┌──

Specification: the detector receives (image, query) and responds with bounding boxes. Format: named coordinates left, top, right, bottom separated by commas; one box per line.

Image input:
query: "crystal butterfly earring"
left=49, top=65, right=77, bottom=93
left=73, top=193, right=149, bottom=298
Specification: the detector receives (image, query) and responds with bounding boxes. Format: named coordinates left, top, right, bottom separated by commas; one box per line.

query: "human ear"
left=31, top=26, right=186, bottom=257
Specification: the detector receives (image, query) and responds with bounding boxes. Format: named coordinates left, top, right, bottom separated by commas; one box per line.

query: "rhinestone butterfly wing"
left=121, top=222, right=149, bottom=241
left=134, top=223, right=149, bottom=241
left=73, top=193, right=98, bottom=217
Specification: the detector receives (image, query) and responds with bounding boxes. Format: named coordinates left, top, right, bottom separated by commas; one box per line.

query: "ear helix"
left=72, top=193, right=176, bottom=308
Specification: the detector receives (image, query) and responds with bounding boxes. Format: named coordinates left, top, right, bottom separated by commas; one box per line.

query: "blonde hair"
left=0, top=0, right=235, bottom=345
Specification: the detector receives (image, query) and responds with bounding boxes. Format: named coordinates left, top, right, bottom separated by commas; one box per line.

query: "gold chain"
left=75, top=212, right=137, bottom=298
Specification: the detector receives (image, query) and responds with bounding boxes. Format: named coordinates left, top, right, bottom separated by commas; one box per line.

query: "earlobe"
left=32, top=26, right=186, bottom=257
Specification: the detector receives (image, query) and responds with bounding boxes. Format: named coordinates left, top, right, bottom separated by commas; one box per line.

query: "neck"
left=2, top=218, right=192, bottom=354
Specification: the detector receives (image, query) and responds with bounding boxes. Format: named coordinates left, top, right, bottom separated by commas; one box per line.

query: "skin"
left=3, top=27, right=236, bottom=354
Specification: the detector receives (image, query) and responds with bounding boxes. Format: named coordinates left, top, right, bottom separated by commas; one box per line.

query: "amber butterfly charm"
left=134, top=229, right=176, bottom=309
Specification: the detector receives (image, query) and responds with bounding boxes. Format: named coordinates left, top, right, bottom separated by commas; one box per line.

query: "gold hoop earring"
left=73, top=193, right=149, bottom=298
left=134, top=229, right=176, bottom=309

└──

Problem description: All of the material above is to be retyped word for word.

Completed exercise:
Specification: the detector receives (image, query) and responds with bounding boxes. Format: named coordinates left, top, right, bottom separated by commas; one box per line.

Image input:
query: "crystal butterfly earring"
left=49, top=65, right=77, bottom=93
left=73, top=193, right=149, bottom=298
Specification: the detector receives (image, query) and responds with bounding boxes. Format: named coordinates left, top, right, bottom separated by commas; one box per line.

query: "human ear"
left=31, top=26, right=186, bottom=257
Specification: the detector receives (image, query) and responds with bounding boxes. Format: named coordinates left, top, right, bottom separated by commas; one box per line.

query: "rhinestone butterfly wing"
left=121, top=222, right=149, bottom=241
left=134, top=223, right=149, bottom=241
left=73, top=193, right=98, bottom=217
Specification: the detector receives (image, query) and responds with bounding boxes. Format: named coordinates left, top, right, bottom separated by commas; one box per line.

query: "ear helix"
left=72, top=193, right=176, bottom=308
Specification: the detector receives (image, query) and responds with bounding boxes. Format: named coordinates left, top, right, bottom separated by commas; one box per line.

query: "blonde hair"
left=0, top=0, right=235, bottom=345
Specification: the detector receives (image, query) and responds with bounding boxes. Format: named coordinates left, top, right, bottom separated by commas; one box per line.

query: "gold chain"
left=75, top=212, right=137, bottom=298
Specification: the detector receives (image, query) and responds with bounding boxes. Format: named coordinates left, top, right, bottom separated by commas; one box per line.

query: "earlobe"
left=32, top=26, right=186, bottom=257
Specification: the detector receives (image, query) and responds with bounding boxes. Format: named coordinates left, top, right, bottom separated by commas; one box per line.

query: "neck"
left=2, top=218, right=192, bottom=354
Specification: the detector receives (image, query) and responds with bounding boxes. Format: named coordinates left, top, right, bottom separated by commas; one box per line.

query: "skin"
left=3, top=27, right=236, bottom=354
Specification: the detector receives (image, query) and responds with bounding boxes. Format: named coordinates left, top, right, bottom separated by commas; one box per line.

query: "amber butterfly charm"
left=134, top=229, right=176, bottom=309
Specification: the detector receives (image, query) and responds with bounding boxes. Format: named coordinates left, top, right, bottom separated by commas; one box per line.

query: "gold hoop earring"
left=73, top=193, right=149, bottom=298
left=134, top=229, right=176, bottom=309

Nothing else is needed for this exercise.